Task prompt
Change every "marker" in the listing below to "dot", and write out the listing again with nothing else altered.

# START OF Data excerpts

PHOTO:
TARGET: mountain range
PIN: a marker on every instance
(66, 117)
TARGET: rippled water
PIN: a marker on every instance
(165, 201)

# END OF Data excerpts

Final result
PHOTO:
TARGET: mountain range
PIN: a dot on every instance
(66, 117)
TARGET: rippled water
PIN: a dot on every instance
(165, 201)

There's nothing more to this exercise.